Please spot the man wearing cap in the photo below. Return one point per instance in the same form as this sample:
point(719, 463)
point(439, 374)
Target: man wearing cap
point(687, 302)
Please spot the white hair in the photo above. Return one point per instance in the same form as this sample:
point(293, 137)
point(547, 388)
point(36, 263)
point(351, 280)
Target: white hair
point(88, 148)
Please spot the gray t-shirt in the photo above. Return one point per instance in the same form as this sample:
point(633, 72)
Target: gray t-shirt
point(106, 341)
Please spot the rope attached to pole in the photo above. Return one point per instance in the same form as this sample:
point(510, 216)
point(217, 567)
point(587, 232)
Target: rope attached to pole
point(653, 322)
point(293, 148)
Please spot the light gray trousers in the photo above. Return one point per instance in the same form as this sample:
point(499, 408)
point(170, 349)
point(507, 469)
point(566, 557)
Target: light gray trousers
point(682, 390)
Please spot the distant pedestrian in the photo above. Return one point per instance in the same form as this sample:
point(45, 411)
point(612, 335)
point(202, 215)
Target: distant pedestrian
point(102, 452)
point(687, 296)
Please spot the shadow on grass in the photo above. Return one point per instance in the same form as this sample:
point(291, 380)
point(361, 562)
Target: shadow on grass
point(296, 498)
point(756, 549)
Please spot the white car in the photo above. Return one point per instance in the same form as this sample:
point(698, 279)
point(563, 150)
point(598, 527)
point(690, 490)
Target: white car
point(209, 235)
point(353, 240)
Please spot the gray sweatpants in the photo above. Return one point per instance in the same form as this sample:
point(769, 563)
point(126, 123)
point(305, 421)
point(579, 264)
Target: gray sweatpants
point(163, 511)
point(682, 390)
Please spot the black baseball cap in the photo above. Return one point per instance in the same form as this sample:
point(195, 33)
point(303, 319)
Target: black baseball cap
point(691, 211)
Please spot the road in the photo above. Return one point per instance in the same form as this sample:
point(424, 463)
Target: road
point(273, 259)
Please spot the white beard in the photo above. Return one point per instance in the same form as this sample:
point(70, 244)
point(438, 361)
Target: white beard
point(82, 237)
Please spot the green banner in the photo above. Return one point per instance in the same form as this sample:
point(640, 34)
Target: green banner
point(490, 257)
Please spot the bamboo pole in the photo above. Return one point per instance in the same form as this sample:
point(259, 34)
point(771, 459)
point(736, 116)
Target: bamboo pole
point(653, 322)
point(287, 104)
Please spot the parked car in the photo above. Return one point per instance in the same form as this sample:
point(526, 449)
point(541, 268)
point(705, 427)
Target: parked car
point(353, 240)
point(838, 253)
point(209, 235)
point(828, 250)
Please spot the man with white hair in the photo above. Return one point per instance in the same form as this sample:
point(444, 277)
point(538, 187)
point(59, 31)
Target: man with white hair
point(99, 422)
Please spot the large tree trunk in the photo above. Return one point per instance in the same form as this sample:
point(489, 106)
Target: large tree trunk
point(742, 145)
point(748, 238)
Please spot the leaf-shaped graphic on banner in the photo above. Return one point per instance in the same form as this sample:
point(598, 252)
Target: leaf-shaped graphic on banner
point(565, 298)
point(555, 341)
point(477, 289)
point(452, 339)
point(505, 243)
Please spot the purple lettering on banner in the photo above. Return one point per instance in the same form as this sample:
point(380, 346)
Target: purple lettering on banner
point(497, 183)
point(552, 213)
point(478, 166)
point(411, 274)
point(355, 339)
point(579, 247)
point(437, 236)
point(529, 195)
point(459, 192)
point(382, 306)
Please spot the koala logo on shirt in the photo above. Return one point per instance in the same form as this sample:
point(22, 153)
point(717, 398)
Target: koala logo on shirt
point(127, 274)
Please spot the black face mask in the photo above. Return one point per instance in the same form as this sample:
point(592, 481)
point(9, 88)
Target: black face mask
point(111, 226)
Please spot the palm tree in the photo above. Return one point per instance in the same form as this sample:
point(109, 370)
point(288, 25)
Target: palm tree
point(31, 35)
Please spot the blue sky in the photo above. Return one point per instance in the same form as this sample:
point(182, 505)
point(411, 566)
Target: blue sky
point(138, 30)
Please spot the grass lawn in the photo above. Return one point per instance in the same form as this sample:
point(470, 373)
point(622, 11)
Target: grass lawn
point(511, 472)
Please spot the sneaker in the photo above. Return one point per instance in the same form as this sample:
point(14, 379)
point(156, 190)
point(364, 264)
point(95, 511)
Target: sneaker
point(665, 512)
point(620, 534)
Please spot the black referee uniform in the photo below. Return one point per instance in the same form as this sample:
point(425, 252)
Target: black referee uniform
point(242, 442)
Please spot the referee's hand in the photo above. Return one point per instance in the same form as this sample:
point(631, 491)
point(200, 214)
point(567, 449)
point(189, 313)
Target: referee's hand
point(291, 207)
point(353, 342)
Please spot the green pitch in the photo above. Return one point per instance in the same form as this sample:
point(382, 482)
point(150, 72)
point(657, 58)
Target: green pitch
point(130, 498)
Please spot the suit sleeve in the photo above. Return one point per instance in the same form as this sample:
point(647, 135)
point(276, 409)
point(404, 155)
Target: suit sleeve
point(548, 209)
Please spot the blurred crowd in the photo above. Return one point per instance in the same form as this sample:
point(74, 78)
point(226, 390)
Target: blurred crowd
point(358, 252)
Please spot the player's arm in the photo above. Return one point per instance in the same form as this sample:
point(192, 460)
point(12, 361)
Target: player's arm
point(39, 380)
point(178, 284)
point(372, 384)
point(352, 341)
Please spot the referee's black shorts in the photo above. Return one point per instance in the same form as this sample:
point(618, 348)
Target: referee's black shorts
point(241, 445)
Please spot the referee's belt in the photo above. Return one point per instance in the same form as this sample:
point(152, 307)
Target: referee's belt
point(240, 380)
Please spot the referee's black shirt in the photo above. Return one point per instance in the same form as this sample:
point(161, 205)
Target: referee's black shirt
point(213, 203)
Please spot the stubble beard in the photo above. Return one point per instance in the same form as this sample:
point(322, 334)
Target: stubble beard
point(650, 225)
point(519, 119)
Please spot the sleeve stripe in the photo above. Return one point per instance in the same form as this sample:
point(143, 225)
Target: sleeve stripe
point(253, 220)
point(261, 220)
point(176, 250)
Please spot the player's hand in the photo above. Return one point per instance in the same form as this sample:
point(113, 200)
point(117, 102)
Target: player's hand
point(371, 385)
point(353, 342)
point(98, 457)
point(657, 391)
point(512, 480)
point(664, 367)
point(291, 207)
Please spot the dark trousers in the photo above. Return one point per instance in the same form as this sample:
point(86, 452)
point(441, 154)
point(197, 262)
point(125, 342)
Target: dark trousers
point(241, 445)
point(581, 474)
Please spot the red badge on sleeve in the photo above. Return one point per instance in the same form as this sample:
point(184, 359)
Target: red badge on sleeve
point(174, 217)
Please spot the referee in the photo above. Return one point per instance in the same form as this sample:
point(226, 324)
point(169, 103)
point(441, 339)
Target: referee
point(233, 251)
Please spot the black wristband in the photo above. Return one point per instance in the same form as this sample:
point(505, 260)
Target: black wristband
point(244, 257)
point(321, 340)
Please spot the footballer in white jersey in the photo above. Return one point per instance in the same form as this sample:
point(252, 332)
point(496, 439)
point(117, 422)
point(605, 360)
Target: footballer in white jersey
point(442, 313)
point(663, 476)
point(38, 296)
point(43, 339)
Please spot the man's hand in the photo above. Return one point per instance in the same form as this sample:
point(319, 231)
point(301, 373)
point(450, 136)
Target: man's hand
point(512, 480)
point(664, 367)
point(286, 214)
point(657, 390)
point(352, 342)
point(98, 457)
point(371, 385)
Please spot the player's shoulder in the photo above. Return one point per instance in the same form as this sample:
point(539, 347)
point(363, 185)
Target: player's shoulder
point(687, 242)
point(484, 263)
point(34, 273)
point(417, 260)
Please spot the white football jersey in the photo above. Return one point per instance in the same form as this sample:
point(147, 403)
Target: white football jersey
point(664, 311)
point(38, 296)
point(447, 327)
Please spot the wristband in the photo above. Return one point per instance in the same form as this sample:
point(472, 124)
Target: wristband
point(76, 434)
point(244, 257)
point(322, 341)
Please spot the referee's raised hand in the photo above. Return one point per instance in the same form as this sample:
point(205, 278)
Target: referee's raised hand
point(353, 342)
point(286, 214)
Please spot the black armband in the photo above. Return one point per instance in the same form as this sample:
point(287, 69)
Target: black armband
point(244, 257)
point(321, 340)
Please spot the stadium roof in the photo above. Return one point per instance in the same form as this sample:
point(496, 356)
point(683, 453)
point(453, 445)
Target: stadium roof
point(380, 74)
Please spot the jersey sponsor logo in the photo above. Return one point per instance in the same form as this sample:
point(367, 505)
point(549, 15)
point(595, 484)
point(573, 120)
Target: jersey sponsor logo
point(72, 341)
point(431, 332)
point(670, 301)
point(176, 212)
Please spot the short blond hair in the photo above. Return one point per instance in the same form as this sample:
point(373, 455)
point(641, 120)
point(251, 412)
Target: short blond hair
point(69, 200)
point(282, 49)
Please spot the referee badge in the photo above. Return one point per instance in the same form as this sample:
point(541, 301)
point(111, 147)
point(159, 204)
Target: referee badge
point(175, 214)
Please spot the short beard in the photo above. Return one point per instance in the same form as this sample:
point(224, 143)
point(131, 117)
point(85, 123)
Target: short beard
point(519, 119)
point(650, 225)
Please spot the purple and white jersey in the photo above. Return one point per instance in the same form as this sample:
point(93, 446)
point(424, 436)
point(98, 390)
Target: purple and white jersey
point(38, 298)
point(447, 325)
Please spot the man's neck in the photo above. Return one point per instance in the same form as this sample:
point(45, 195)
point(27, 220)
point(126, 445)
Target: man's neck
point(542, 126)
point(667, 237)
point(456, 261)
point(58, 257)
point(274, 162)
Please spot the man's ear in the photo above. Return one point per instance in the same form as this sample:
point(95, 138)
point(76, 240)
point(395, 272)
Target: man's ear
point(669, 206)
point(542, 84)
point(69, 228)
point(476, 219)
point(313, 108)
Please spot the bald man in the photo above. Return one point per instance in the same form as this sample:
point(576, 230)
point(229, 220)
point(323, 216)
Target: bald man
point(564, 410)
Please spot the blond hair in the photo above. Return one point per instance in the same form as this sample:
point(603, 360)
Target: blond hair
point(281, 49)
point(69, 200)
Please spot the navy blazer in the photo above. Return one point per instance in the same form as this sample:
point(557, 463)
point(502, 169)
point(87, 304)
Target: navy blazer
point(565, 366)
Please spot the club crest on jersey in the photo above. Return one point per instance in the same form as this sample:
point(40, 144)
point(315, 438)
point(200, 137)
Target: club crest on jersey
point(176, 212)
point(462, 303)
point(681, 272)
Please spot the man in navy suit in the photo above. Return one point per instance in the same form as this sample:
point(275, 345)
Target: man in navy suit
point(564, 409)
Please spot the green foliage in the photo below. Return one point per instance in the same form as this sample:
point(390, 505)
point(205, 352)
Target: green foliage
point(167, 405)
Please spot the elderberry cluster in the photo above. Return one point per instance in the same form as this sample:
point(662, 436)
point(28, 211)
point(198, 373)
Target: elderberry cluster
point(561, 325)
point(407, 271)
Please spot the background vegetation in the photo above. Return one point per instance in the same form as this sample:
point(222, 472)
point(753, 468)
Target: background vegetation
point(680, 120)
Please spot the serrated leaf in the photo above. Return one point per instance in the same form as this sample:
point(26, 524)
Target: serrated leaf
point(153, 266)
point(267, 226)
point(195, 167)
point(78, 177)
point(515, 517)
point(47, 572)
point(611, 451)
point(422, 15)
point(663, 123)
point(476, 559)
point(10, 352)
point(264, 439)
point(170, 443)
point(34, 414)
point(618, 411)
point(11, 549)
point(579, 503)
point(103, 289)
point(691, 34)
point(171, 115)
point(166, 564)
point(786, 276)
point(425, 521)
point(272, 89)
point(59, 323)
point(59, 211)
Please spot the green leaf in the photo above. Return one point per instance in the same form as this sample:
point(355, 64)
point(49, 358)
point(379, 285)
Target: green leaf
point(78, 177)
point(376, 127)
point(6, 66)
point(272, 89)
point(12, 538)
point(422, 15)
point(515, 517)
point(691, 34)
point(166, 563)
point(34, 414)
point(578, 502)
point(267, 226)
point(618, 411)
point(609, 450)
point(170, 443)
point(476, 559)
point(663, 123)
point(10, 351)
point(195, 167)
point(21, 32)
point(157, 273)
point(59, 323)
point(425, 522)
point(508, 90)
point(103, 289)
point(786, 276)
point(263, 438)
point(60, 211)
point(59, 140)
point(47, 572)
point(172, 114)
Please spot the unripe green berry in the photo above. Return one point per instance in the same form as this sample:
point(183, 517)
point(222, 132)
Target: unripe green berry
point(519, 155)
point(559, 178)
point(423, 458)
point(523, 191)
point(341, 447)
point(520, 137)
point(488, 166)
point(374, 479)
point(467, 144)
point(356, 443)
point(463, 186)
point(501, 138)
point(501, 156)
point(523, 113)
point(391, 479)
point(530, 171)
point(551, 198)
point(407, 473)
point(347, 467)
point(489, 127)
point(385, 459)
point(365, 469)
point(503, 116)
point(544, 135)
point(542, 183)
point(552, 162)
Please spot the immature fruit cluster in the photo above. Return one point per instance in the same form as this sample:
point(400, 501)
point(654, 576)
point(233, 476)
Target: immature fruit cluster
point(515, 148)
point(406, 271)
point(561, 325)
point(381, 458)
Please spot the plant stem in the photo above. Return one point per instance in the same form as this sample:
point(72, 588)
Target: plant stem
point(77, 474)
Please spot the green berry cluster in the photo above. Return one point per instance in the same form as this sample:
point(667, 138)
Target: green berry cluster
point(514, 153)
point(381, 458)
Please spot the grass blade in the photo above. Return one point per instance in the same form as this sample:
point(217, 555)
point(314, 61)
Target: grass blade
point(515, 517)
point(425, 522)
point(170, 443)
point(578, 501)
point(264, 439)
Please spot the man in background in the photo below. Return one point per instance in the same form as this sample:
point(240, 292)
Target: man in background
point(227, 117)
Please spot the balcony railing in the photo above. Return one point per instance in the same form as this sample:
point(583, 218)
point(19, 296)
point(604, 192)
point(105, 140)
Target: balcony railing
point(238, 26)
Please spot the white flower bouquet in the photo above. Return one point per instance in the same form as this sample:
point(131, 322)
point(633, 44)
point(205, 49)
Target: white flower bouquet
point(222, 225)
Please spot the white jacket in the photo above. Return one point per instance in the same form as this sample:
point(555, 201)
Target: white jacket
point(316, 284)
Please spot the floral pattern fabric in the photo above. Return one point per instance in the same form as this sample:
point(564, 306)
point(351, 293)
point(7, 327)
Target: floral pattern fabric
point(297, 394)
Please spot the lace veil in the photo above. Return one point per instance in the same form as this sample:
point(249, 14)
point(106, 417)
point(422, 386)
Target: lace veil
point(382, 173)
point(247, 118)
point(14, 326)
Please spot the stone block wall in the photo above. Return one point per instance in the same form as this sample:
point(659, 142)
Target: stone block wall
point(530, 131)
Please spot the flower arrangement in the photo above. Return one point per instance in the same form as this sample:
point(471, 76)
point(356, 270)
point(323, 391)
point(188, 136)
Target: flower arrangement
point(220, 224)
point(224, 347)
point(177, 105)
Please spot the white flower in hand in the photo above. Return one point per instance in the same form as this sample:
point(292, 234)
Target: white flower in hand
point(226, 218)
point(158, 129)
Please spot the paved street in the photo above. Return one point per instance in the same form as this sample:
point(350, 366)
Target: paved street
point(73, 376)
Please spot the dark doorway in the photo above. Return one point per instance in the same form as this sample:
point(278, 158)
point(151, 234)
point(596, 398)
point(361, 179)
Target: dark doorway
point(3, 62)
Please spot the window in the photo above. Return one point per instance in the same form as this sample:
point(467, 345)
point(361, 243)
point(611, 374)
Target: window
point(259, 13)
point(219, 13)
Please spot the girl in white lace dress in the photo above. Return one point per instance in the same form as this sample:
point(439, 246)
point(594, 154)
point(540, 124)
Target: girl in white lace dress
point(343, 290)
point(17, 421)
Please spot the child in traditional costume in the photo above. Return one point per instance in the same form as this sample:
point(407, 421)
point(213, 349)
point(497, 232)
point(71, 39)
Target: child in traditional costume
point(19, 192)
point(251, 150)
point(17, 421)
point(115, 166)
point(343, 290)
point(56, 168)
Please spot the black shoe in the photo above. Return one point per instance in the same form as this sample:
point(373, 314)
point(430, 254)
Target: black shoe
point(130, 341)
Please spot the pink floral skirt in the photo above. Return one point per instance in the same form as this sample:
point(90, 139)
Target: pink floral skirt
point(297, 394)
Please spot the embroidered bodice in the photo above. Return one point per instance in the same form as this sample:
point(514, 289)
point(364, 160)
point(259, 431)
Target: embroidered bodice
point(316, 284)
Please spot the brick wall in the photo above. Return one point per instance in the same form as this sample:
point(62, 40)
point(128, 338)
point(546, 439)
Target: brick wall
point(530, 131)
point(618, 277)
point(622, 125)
· · · · ·
Convert the lines from the very first one through the line containing "point(687, 302)", both included, into a numbered list, omitting any blank lines.

1. Please spot the man wearing cap in the photo below. Return one point per instance in the same form as this sample:
2. point(719, 463)
3. point(439, 374)
4. Target: man wearing cap
5. point(687, 302)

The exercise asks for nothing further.